▸ Information shown
========================================

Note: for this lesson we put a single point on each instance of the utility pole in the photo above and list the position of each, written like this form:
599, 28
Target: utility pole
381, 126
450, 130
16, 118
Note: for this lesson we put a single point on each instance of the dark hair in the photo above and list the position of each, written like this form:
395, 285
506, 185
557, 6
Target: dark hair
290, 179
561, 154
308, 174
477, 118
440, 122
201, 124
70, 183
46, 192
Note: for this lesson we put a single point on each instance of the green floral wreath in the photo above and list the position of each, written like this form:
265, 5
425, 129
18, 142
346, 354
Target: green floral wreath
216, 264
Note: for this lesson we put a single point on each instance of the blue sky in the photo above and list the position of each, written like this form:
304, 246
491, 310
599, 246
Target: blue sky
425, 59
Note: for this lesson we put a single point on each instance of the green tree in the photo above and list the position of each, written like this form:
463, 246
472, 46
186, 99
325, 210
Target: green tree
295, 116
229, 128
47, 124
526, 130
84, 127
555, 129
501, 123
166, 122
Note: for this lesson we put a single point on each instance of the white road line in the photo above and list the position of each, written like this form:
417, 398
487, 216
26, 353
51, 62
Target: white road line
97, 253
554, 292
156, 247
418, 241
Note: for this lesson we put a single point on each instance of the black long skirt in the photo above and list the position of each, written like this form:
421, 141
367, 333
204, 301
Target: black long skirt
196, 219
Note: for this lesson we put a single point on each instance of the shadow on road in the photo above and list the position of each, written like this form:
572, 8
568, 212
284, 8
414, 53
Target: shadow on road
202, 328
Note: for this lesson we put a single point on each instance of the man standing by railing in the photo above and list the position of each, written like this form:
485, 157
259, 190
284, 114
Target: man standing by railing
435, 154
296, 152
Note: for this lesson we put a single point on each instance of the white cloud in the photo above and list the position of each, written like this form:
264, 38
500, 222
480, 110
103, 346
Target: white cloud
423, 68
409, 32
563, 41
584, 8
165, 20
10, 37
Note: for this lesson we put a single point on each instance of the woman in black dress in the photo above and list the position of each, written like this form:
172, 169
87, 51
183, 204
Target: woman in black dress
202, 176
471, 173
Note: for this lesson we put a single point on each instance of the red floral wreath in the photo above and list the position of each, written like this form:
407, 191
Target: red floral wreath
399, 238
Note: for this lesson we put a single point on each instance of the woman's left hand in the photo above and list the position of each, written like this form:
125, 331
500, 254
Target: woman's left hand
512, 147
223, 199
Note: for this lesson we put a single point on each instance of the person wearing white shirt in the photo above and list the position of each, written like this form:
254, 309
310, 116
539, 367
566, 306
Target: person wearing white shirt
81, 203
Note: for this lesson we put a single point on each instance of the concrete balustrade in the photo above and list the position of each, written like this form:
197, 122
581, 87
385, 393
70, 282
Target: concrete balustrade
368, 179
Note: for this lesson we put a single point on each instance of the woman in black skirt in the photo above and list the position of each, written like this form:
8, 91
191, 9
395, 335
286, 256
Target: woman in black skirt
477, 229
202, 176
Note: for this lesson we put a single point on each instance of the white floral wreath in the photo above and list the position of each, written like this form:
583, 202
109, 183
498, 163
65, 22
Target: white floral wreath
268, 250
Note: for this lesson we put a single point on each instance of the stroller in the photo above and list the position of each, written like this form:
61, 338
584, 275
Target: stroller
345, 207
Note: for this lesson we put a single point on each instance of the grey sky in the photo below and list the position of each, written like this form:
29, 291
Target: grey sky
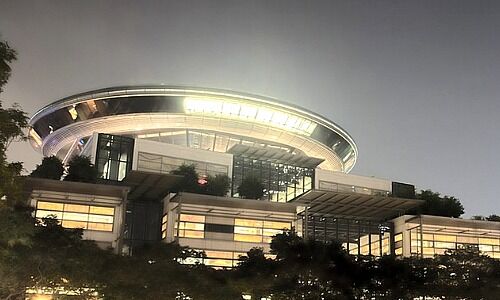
416, 83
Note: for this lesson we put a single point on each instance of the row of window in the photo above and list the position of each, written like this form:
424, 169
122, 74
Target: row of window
430, 244
243, 230
88, 217
219, 259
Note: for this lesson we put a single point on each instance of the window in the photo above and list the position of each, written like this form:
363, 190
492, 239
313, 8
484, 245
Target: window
114, 156
257, 231
190, 226
89, 217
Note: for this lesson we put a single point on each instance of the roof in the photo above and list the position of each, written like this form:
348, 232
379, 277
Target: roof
230, 202
149, 185
275, 155
353, 205
454, 222
117, 110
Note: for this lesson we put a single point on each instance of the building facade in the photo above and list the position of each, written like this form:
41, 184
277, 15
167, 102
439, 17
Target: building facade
136, 136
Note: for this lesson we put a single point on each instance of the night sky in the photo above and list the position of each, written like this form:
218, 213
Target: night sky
416, 83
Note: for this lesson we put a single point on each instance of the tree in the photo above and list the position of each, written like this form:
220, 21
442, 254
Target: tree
12, 122
434, 204
7, 56
50, 168
217, 185
251, 187
81, 169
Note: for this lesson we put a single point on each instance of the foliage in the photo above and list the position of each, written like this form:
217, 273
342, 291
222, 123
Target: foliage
12, 122
436, 205
306, 269
50, 168
189, 181
251, 187
7, 56
214, 185
81, 169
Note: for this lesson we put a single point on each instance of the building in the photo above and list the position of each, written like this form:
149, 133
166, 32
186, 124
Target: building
137, 135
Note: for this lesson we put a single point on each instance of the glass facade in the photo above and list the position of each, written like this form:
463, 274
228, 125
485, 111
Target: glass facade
358, 237
428, 241
258, 231
114, 156
239, 230
282, 182
88, 217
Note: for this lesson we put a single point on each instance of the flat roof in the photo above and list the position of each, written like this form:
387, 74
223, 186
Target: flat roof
352, 205
453, 222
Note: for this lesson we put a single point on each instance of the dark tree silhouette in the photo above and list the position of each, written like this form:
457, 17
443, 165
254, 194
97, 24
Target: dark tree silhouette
251, 187
81, 169
217, 185
189, 181
437, 205
50, 168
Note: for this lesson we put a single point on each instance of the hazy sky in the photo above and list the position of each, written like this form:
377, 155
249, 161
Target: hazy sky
416, 83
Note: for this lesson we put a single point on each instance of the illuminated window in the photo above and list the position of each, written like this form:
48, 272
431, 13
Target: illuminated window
89, 217
257, 231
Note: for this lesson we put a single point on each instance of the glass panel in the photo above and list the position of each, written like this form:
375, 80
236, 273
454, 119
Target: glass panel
277, 225
75, 216
101, 219
219, 254
47, 213
192, 218
74, 224
100, 210
50, 205
76, 208
192, 234
248, 230
248, 238
100, 226
192, 226
248, 223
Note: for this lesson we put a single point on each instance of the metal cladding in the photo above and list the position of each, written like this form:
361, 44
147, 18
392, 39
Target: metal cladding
145, 111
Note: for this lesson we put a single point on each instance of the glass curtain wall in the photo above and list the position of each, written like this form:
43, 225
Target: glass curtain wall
114, 156
282, 182
358, 237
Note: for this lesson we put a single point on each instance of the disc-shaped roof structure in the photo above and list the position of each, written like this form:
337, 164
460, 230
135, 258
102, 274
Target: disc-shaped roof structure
146, 111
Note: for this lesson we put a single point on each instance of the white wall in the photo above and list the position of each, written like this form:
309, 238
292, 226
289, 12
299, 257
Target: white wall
102, 237
182, 152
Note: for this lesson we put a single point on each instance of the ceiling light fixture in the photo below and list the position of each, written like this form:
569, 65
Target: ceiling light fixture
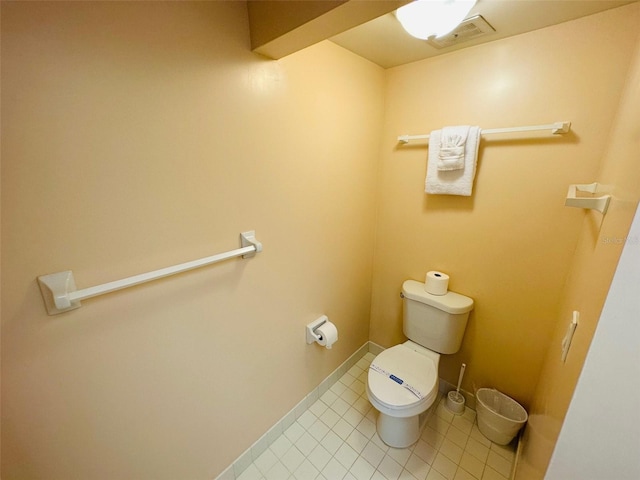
433, 18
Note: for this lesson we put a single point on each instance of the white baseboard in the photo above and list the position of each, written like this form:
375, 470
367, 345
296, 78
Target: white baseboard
234, 470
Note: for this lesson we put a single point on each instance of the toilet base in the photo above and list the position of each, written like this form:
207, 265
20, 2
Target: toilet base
400, 432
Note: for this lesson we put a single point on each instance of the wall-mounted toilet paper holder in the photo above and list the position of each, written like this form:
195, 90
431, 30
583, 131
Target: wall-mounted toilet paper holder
314, 335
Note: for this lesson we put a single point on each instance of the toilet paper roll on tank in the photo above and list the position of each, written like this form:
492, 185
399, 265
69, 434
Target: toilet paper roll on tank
436, 283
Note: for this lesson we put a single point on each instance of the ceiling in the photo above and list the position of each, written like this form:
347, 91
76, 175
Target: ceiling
384, 42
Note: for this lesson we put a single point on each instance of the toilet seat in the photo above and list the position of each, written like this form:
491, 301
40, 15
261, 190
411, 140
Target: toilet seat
413, 368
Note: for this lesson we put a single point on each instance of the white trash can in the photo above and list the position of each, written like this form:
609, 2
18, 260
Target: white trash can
499, 417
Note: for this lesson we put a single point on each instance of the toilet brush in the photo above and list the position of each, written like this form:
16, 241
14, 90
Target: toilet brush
455, 400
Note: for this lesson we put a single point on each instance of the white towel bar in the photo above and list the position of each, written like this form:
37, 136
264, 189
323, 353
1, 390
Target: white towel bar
556, 128
59, 289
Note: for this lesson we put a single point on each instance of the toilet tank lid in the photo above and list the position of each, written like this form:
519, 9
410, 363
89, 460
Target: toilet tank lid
450, 302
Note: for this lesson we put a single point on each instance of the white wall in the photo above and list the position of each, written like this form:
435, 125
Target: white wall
599, 439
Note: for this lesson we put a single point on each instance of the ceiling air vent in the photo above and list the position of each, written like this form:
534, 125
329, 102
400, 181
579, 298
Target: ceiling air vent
469, 29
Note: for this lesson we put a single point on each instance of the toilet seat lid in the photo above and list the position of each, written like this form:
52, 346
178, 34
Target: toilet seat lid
411, 367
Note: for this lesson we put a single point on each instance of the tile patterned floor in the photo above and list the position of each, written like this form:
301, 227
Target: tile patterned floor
336, 439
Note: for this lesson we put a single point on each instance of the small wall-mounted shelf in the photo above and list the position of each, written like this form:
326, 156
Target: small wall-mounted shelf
585, 196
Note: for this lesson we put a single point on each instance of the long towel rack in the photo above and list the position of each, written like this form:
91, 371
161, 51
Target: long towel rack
59, 289
556, 128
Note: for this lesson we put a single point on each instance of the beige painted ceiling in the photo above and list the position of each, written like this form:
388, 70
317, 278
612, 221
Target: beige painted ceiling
384, 41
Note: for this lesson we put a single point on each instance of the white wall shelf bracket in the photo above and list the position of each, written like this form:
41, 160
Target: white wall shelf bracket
59, 289
587, 196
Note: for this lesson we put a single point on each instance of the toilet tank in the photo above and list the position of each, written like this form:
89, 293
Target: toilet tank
436, 322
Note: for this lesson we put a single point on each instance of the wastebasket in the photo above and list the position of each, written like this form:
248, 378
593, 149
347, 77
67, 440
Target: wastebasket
499, 416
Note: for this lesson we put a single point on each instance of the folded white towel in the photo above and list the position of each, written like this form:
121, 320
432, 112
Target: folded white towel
452, 182
452, 143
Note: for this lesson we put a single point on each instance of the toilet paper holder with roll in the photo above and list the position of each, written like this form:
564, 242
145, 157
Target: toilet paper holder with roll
314, 335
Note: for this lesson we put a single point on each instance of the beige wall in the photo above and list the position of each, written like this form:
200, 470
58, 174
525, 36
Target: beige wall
137, 136
600, 243
510, 245
140, 135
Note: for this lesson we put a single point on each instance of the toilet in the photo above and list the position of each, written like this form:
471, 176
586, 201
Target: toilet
402, 382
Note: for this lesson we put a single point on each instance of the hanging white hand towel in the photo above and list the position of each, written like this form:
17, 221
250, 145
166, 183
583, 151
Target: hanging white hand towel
452, 142
452, 182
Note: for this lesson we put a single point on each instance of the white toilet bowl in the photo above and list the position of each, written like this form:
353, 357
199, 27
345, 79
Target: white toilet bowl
402, 412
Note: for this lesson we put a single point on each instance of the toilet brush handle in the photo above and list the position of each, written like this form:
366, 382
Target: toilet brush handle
464, 366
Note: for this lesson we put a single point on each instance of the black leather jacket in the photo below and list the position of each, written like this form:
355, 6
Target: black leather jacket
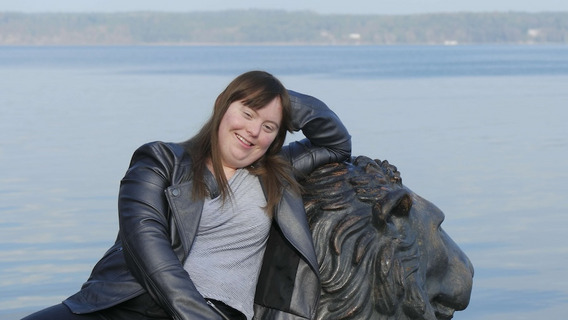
158, 222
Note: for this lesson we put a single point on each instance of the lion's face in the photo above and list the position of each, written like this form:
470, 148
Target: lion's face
381, 249
444, 269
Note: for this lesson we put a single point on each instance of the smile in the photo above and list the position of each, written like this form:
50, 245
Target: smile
243, 140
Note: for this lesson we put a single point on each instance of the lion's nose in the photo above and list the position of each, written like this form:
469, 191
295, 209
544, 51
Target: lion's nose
457, 282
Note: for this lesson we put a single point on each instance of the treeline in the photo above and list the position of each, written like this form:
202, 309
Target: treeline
280, 27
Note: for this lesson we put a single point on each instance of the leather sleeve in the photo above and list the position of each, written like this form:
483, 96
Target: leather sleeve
327, 139
145, 234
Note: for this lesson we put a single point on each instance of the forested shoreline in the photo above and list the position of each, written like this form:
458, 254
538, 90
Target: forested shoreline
267, 27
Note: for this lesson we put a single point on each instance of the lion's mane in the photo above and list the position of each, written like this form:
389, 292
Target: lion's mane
368, 261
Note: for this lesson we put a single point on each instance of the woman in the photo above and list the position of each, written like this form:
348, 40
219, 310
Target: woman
214, 228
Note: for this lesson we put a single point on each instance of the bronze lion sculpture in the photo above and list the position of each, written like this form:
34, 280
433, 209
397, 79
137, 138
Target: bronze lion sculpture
380, 247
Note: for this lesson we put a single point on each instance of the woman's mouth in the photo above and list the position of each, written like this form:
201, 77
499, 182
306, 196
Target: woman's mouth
243, 140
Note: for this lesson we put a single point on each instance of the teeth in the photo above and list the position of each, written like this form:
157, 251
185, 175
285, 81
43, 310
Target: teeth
244, 140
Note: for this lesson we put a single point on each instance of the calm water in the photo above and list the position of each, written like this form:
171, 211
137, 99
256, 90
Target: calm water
481, 131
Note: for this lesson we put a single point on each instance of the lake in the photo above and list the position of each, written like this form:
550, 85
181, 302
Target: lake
480, 131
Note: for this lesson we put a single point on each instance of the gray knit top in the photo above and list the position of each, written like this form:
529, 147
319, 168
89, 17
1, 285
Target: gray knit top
226, 256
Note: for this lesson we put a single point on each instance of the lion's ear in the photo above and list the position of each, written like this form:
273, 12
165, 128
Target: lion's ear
395, 203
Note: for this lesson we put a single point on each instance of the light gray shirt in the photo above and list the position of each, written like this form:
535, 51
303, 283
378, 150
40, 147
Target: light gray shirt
226, 256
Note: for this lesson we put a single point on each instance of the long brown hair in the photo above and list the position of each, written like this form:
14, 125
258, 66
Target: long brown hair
255, 89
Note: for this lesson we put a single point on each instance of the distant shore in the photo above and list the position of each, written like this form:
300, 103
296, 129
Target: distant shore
267, 27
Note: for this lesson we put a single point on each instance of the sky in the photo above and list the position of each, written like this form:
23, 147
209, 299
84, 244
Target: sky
319, 6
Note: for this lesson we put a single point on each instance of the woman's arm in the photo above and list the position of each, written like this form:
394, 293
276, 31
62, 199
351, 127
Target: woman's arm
327, 139
146, 234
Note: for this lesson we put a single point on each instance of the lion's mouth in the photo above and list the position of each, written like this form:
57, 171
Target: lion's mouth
442, 312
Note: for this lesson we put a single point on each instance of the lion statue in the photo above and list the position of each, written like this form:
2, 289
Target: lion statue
381, 250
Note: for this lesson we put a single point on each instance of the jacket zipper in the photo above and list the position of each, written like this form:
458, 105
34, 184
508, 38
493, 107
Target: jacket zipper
217, 309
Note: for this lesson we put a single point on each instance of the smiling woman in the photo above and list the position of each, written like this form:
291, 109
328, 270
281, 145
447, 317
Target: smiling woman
215, 228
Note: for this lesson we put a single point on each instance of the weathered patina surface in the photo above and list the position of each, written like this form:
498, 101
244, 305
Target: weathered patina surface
381, 249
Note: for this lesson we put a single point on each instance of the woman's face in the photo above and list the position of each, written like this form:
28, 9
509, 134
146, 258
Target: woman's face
245, 134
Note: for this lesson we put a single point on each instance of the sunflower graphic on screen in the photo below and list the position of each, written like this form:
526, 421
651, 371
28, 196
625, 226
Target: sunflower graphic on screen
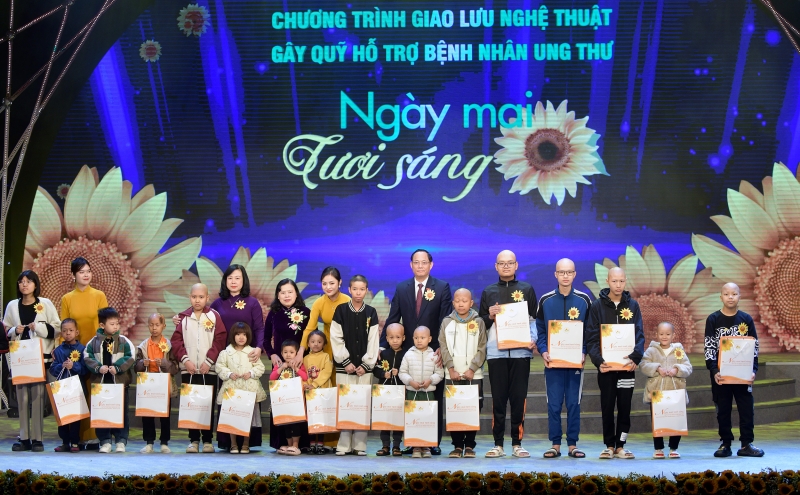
551, 151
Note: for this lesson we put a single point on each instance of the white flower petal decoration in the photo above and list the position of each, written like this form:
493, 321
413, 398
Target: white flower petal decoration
101, 223
550, 151
764, 229
150, 51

========================================

▸ Instructions to follow
Look for the line that contains "of the jacket", then please copy it and the rest of the lines through the end of the data, pictures excluded.

▸ Response to this exercise
Note: for this lesson we put a single point on each instance of the jacket zipper in the photo above and list the position of each, written like this form:
458, 105
34, 184
508, 38
493, 107
Target: jacket zipper
217, 309
Note: for this lesson we put a single point on each instance of the smiling woman in the photo above and list the position of each, written like this form:
291, 109
328, 270
281, 145
447, 317
Target: smiling woman
215, 228
Note: for this lesson we put a single point on each instance of the weathered patina surface in the photo above and list the position of each, written like this form:
498, 101
244, 305
Target: weathered patina surface
381, 249
Note: for this lesson we put a single point on each instance of the woman's face in the photo above and list the position of each, written like this form:
28, 9
509, 134
146, 258
Target: woman's face
245, 134
Note: for this lesson we put a single point on each instance of the sunflower graphic on screen in the photo below and list the position of each, written like this form:
526, 421
651, 371
28, 196
625, 226
Target: sunflower graphic on screen
551, 151
Note: for this lesson we put a single point on each instance of the white flower petal decoration in the photo above and list the position of each, written like this form:
493, 321
413, 398
Target: white flower petal decoration
101, 223
550, 151
764, 229
150, 51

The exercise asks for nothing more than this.